Task a: In the restaurant story, after how many visits did the writer stop going to the first restaurant?

Excerpt:
<<<<

A tale of two restaurants

Remember the Seinfeld episode about the Pakistani guy?

Afew months ago a new restaurant opened in our neighborhood. To my untrained eye, it looked promising. The place was squeaky clean; the service was attentive; the food was both interesting and good.

Unfortunately, it was also eerily empty every time the wife and I stopped by for lunch. We kept coming back, certain it would catch on. Then after four or five visits, we quit. There’s just something about being the only diner in the room. You feel a weight of responsibility for keeping the owner’s hopes up. You feel you should offer suggestions. Worse, you begin to imagine the telltale whiff of desperation. You feel the boat sinking, and you don’t want to be on it.

I mention this because another new restaurant opened in our neighborhood a couple of weeks ago. Unlike the first one, this one is going great guns.

I watched it being built from the park where I walk my dog. Before it was even finished, cars were turning in and would-be customers were trying the door. When it did open, the line reached around the building. It’s the same today. The location and building are nondescript, the service is robotic, and the food barely qualifies to be called food. But the new restaurant is a McDonald’s. And the thing about a McDonald’s is this: If you build it, they will definitely come.

>>>>

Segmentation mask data
<<<<

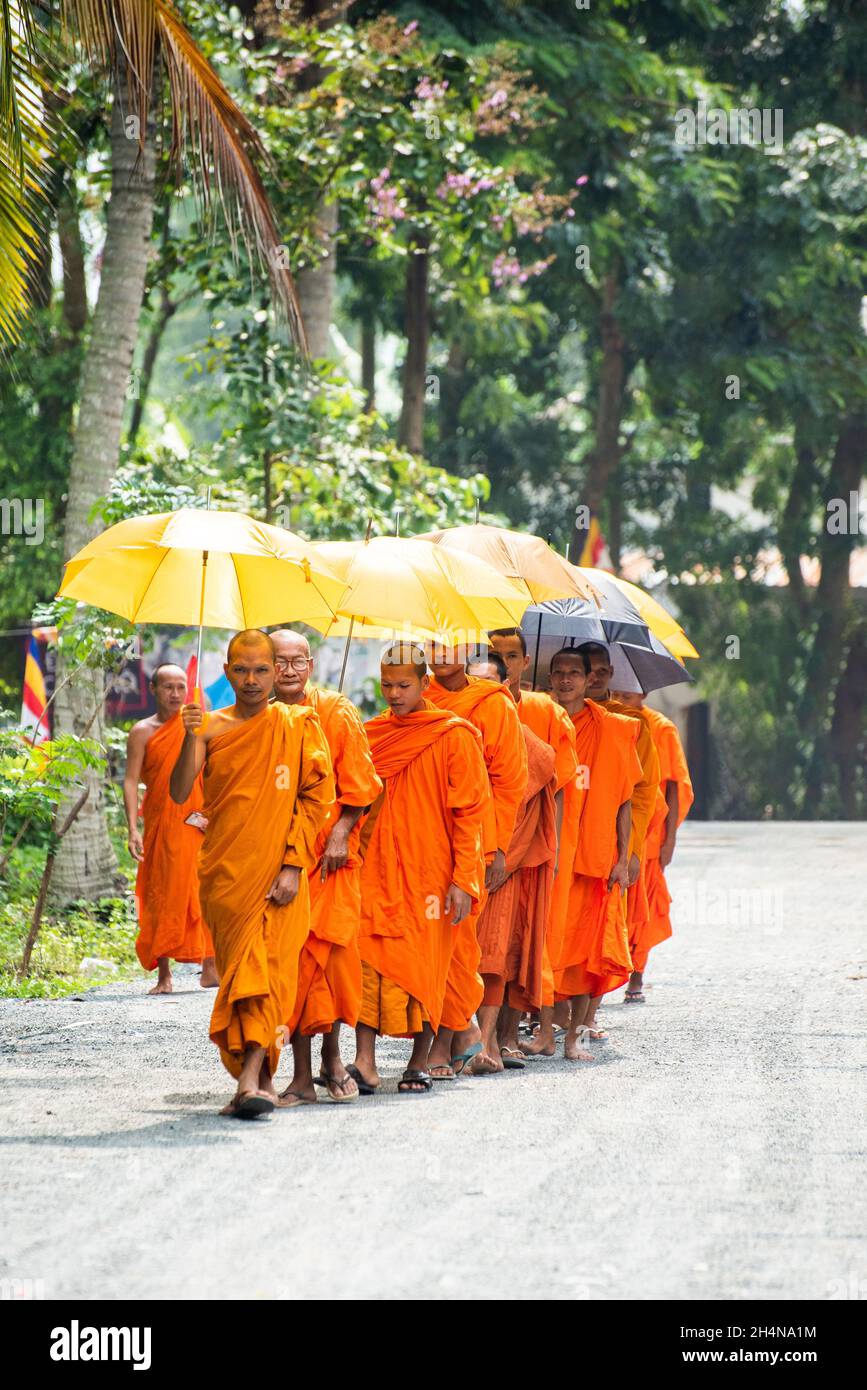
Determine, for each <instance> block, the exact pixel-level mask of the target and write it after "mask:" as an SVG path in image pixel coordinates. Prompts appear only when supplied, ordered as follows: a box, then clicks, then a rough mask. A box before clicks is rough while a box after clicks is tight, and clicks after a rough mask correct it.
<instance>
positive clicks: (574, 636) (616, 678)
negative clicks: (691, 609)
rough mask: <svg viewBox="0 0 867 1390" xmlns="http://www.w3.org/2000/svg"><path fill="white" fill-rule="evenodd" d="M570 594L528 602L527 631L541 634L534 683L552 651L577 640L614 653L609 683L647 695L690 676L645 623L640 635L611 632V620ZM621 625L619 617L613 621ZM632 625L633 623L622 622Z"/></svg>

>>>>
<<<<

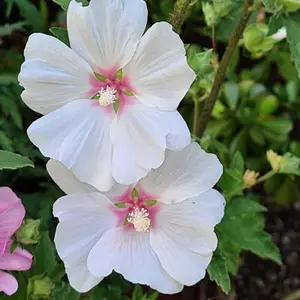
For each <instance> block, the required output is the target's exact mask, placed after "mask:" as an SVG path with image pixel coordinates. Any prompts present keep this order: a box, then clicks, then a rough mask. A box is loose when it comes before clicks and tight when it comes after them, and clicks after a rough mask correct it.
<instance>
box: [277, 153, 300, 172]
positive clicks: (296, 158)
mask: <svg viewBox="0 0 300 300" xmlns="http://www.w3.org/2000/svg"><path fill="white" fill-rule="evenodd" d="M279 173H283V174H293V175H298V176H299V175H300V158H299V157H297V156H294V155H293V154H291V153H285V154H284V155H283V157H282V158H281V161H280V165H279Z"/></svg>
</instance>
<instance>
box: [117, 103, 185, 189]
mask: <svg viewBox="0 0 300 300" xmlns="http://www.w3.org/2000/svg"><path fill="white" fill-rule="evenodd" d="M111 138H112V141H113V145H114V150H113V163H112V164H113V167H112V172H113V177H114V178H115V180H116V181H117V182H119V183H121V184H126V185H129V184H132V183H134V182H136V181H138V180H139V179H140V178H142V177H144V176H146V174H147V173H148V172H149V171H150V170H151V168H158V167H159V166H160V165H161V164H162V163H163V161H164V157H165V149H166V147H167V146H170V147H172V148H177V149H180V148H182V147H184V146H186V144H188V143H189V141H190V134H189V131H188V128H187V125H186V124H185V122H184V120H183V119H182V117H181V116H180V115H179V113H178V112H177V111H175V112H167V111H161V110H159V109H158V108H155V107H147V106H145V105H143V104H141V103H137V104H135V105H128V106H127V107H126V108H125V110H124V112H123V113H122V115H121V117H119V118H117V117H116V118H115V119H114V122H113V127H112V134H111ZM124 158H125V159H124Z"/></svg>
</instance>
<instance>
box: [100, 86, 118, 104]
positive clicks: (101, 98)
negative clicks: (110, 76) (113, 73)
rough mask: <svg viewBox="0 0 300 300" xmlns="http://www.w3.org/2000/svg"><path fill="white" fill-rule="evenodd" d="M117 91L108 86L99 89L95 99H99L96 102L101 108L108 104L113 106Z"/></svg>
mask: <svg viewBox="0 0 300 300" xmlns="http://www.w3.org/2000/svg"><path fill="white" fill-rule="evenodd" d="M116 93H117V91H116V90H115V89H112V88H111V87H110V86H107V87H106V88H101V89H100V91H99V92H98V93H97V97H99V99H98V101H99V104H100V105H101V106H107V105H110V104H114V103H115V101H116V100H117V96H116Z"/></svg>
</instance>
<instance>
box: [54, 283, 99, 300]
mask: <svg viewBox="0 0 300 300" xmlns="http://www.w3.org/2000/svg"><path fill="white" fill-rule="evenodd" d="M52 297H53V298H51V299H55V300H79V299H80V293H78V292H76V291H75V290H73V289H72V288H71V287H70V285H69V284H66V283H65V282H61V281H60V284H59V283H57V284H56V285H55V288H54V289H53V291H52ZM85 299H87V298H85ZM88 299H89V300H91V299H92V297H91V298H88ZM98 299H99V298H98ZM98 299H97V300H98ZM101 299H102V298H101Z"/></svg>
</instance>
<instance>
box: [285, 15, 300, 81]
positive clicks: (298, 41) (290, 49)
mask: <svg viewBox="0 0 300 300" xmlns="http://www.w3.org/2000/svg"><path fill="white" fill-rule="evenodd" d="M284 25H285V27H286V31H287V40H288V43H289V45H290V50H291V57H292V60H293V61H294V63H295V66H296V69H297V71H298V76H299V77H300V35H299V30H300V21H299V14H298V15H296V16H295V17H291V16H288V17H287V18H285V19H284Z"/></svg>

>>>>

Task b: In the records, format the stretch from the line containing "Determine, for each" through the line containing "negative clicks: (691, 609)" as a numbered list, skipping blank lines.

Response a: After four or five visits.

Response b:
1. Determine, for each <instance> block, the exact pixel-level mask of the target and write it after "mask:" as an SVG path in image pixel coordinates. Prompts appear only when supplied, ordered as follows: a box, then clicks, then a rough mask. A box before clicks is rough while a box after clicks is tight, and clicks after a rough mask correct it.
2. <instance>
3. positive clicks: (574, 636) (616, 678)
4. negative clicks: (691, 609)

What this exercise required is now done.